The geriatric doctor of the Hospital Insular de Lanzarote Blanca Torres intervened this Monday morning on Radio Lanzarote-Onda Cero to talk about the dismantling of the geriatric center on the island after the Government of the Canary Islands has declared as an emergency the works of the annex space to the Hospital Doctor José Molina Orosa, where patients will be transferred after the Insular is emptied.
"We are not asking for more than what we already have," said the geriatric doctor, who added that if the Hospital Insular building is not the adequate space, a project should be created to have a monographic geriatric hospital, but that this unique center does not end up becoming "a service". "Being just another service is equivalent to saying that the elderly will be just another one," she indicated.
At the same time, she explained that if they become part of an area of Molina Orosa, they would lose their own budget and the management of their own finances, but by being a Service, they are subject to the same deadlines as the rest of the units. She said the same regarding the staff, who are currently qualified to work with the elderly. "We will no longer have medical direction, we will not have Nursing direction, and I don't know if our administrative staff will continue to make appointments," she indicated.
Torres explained that during the visit to the multipurpose building where the Canary Islands Executive wants to transfer the patients from the Hospital Insular, she noticed "deficiencies" in the facilities, despite the attempts of the Director of the Health Area of Lanzarote, Erasmo García, to present it as "a new house, with everything beautiful".
For example, in her intervention on the morning show Buenos días, Lanzarote, Torres indicated that among the staff there are still doubts about the capacity of the plasterboard walls to support the parallel bars that patients use for rehabilitation exercises. "We don't know to what extent the parallel bars will hold for doing exercises [...], to what extent the handrails will hold for the elderly to walk," she continued.
Regarding the continuity of the intermediate care service, where a "functional recovery" of patients is pursued, she has pointed out that animation is very important, "that the family comes, that there are common spaces, socializing." However, she has indicated that "we are going to lose that because there is no dining room." Thus, she has agreed with clinical psychologist Silvia Camino, who has denounced in a video that the elderly will end up eating alone in their room.

------------------------------------------------

Copy down the part of the article on the Lanzarote geriatric hospital from "Regarding the continuity" to "in their room.", word for word. The records that come next are separate material and have no connection to the article on the Lanzarote geriatric hospital.

● Records excerpted from a collection
------------------------------------------------

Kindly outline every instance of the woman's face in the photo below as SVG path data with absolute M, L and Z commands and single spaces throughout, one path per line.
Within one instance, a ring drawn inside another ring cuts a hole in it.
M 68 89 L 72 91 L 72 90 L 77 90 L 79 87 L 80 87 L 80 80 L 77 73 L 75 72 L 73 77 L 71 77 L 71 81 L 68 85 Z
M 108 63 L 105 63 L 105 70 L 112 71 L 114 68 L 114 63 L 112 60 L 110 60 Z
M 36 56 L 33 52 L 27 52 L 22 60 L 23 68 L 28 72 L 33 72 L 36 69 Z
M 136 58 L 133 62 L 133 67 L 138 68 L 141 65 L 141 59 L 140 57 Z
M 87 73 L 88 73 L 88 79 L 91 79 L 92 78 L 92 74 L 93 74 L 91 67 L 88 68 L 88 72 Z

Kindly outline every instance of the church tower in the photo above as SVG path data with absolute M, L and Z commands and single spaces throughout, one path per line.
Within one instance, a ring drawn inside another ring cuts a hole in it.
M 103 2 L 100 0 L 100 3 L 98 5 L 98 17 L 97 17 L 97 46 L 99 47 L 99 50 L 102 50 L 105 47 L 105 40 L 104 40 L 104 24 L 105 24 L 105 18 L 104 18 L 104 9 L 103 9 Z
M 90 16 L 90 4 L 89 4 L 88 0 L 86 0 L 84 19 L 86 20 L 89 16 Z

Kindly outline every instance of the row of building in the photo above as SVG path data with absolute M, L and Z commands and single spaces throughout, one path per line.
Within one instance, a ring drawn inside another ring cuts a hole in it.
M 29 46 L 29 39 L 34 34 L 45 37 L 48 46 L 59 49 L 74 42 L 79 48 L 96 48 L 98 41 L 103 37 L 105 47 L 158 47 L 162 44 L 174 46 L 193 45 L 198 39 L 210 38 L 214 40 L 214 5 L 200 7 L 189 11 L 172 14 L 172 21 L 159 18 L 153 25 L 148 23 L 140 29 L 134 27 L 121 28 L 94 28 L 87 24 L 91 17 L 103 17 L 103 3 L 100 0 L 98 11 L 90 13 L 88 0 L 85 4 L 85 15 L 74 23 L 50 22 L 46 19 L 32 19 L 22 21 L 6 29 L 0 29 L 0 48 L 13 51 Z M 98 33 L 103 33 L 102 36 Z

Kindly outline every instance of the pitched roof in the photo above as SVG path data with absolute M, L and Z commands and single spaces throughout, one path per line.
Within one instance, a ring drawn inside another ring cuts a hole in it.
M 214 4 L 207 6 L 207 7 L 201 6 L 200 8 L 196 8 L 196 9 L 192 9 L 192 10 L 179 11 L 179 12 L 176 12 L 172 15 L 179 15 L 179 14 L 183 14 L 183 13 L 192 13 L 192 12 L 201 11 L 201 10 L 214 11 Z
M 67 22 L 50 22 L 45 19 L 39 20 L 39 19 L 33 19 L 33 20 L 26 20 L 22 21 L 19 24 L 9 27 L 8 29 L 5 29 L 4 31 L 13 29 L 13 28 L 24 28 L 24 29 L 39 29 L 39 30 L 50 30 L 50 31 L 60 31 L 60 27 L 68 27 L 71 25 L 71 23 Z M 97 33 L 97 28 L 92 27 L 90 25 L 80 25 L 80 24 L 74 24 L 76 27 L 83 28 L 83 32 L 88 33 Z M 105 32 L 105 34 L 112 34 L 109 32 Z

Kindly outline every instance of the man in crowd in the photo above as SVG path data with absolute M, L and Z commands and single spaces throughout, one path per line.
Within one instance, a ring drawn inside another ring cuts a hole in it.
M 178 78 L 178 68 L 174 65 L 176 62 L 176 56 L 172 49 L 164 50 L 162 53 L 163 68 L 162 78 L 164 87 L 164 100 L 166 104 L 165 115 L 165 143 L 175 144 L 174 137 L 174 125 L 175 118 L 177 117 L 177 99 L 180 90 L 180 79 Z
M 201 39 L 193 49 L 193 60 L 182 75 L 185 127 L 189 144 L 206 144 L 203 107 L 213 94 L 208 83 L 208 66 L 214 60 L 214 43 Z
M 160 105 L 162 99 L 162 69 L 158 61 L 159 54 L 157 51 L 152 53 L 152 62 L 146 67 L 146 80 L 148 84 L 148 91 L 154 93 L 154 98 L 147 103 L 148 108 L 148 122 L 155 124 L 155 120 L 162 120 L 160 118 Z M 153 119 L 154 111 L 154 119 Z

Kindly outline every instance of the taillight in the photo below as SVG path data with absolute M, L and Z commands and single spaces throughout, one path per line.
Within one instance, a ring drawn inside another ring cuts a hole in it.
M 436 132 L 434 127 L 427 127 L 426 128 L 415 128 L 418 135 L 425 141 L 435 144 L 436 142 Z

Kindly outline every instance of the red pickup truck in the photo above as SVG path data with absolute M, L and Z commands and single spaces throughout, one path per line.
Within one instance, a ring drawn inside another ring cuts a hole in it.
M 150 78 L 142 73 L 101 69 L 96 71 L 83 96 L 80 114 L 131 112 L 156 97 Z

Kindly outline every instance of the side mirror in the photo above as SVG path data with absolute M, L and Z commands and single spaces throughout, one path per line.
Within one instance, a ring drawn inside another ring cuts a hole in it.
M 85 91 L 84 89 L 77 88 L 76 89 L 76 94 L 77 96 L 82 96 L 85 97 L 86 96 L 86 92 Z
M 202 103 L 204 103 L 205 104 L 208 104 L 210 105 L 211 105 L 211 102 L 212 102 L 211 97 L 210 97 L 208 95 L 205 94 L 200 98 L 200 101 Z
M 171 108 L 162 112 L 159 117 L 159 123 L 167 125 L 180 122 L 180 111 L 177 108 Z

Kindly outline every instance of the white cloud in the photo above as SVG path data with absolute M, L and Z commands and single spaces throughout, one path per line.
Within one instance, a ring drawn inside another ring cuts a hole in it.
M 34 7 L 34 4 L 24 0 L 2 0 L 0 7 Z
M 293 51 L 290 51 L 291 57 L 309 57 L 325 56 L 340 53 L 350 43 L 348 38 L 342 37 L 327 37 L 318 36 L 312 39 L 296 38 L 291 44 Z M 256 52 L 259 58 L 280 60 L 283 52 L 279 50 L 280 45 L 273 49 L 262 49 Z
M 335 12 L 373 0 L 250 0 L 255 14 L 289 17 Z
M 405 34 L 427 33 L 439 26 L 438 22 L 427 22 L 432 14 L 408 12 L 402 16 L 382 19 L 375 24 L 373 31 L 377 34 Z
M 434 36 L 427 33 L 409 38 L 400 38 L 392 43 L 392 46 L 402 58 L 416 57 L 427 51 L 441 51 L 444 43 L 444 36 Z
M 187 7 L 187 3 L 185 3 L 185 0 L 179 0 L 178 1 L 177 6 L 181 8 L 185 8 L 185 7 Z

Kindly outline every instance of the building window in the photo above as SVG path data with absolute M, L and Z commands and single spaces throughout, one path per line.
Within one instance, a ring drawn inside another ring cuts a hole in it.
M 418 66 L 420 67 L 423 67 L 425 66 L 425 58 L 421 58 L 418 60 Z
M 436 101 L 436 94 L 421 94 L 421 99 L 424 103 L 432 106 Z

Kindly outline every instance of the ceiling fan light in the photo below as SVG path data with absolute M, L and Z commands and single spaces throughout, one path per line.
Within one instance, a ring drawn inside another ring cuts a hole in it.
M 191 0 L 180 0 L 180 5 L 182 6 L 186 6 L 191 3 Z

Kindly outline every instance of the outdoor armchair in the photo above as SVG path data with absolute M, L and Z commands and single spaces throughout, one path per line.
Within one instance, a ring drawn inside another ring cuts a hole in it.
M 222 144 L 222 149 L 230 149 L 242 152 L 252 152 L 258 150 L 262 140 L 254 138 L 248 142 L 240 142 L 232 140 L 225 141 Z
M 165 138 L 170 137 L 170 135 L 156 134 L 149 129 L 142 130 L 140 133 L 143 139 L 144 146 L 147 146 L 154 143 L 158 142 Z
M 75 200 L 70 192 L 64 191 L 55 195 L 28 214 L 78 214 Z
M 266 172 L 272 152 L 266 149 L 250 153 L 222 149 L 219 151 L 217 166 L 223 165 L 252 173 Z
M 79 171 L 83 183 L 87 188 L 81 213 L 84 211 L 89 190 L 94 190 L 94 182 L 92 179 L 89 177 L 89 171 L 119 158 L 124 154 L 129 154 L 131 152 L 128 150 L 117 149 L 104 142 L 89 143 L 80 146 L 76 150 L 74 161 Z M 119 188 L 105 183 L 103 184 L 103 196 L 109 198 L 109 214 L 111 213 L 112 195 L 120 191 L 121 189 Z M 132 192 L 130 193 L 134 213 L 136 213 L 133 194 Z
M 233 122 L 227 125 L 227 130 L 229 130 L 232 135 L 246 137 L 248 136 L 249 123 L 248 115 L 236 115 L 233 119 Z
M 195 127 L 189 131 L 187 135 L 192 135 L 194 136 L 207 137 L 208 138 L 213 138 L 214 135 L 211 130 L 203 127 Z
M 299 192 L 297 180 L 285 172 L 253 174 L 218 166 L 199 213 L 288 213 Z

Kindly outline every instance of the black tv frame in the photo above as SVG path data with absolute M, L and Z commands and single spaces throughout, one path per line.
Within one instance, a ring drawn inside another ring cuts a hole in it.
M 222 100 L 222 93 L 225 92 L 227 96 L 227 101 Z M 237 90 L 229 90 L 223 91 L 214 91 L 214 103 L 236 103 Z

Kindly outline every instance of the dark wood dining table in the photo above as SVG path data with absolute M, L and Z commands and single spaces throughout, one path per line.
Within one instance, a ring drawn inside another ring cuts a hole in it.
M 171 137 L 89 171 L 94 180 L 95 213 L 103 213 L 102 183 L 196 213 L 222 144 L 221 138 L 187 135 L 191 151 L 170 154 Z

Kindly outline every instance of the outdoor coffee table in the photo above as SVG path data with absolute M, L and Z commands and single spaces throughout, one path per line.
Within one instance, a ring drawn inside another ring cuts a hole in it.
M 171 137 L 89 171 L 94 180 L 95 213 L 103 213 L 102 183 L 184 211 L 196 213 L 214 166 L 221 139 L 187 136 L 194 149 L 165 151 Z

------------------------------------------------

● Solution
Regarding the continuity of the intermediate care service, where a "functional recovery" of patients is pursued, she has pointed out that animation is very important, "that the family comes, that there are common spaces, socializing." However, she has indicated that "we are going to lose that because there is no dining room." Thus, she has agreed with clinical psychologist Silvia Camino, who has denounced in a video that the elderly will end up eating alone in their room.